■ **CHALLENGE**
Can you repeat the records word for word from the line containing "Target: person in white jacket" through the end, including both of those lines but leaving out the pictures?

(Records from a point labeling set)
— Start —

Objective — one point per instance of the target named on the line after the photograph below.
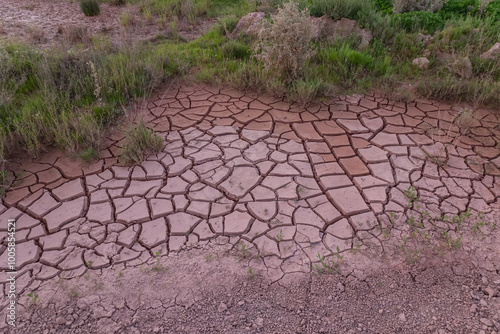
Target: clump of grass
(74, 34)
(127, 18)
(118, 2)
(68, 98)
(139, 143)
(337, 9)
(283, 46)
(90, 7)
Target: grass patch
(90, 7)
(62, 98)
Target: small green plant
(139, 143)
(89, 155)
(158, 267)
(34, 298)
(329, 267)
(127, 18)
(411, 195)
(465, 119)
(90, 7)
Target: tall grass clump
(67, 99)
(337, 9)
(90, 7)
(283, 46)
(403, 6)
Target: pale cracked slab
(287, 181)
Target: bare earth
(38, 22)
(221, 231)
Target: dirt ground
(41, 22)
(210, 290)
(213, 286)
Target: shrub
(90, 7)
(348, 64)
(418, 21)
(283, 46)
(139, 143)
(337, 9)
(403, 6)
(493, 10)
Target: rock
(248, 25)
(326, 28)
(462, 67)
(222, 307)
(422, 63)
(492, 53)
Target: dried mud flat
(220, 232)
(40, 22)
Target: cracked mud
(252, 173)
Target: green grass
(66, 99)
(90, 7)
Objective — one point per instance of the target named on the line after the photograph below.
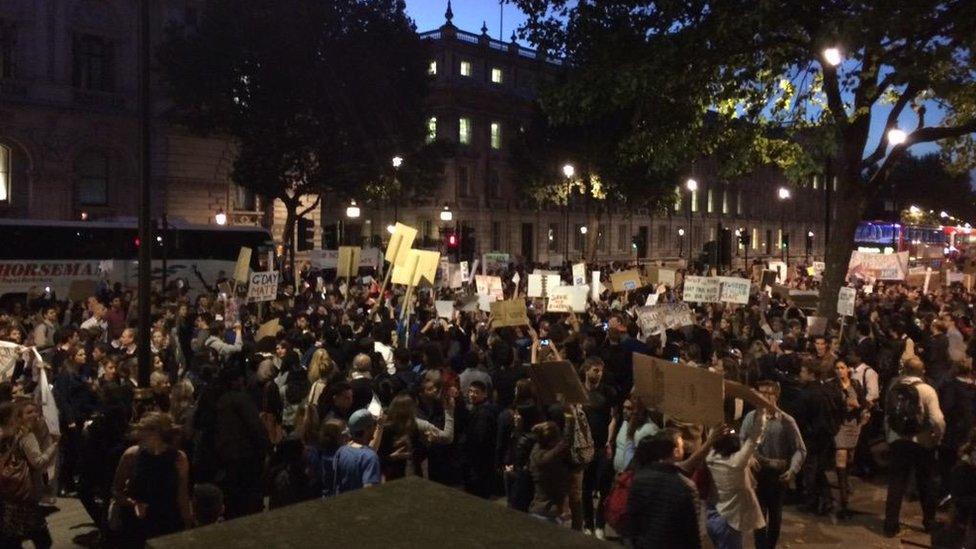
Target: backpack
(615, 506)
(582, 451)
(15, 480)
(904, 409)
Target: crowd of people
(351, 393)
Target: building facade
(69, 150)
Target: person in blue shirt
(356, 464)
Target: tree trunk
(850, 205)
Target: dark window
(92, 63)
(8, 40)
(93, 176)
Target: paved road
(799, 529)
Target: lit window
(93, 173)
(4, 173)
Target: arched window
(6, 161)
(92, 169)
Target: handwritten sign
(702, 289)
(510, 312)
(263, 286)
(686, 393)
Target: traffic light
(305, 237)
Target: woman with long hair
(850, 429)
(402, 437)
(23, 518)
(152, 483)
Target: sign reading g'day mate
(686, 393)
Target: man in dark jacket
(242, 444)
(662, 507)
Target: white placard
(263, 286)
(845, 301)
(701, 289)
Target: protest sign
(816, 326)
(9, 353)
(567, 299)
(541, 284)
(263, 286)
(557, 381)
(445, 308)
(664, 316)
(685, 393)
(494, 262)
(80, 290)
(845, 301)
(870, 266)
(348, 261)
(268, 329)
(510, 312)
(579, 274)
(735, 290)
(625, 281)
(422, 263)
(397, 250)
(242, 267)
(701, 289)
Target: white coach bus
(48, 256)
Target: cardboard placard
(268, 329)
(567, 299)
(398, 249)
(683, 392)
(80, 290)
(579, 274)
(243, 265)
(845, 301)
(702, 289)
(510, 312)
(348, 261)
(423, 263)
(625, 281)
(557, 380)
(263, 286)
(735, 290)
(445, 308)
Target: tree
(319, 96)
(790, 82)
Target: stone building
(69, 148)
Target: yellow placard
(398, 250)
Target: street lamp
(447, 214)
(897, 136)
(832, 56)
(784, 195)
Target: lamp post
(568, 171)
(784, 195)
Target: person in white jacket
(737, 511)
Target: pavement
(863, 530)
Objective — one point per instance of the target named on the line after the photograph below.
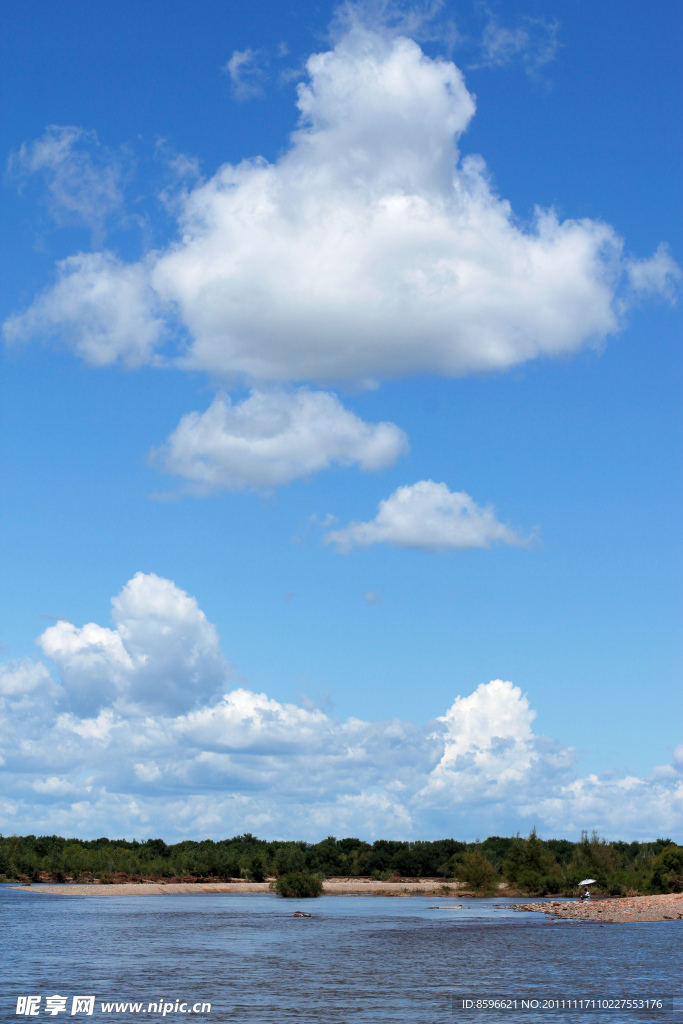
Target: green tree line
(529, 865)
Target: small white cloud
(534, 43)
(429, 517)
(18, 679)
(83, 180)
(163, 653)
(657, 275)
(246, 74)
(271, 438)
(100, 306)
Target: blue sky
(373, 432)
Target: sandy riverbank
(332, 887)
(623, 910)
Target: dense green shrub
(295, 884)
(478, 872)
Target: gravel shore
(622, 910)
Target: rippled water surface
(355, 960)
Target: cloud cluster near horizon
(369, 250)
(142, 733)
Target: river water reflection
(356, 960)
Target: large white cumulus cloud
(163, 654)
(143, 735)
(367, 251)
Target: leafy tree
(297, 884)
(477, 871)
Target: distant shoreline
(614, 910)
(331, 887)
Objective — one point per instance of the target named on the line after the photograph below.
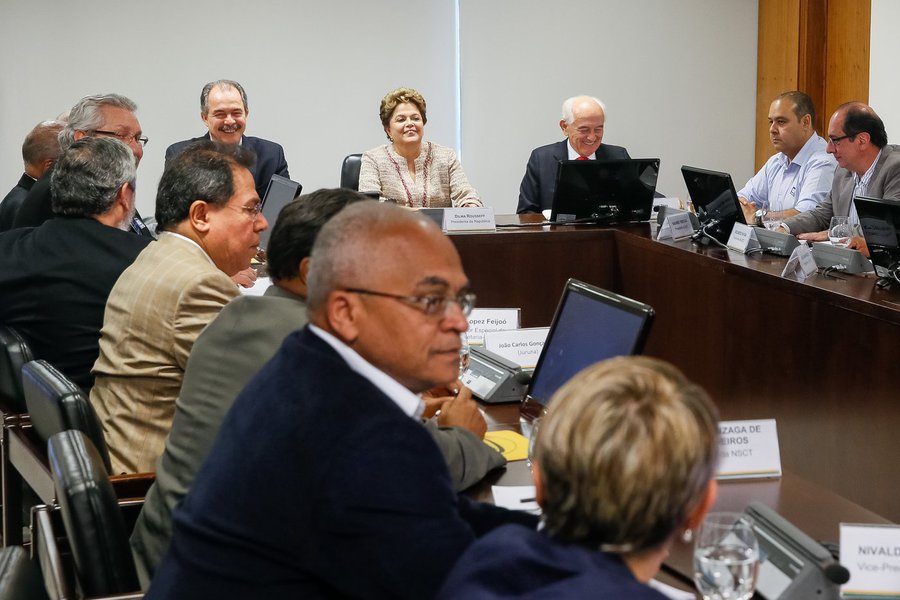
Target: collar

— End —

■ **EXERCISE RESPONSE**
Target: person in white jacket
(737, 511)
Target: pavement
(863, 530)
Objective — one point per instance of the target named on the line after the photograph below.
Target: green tree line
(529, 865)
Target: small white cloud
(534, 43)
(429, 517)
(18, 679)
(83, 180)
(163, 653)
(657, 275)
(246, 74)
(271, 438)
(100, 306)
Target: blue sky
(373, 432)
Target: sandy riverbank
(332, 887)
(623, 910)
Target: dense green shrub
(295, 884)
(478, 872)
Target: gravel shore
(622, 910)
Target: rippled water surface
(355, 960)
Target: cloud cluster near horizon
(369, 250)
(142, 733)
Target: river water reflection
(356, 960)
Target: large white cumulus cloud
(163, 654)
(143, 735)
(367, 251)
Target: leafy tree
(297, 884)
(477, 871)
Target: distant shoreline
(614, 910)
(331, 887)
Objective — one point per instance of the target named on the line after the photograph below.
Target: collar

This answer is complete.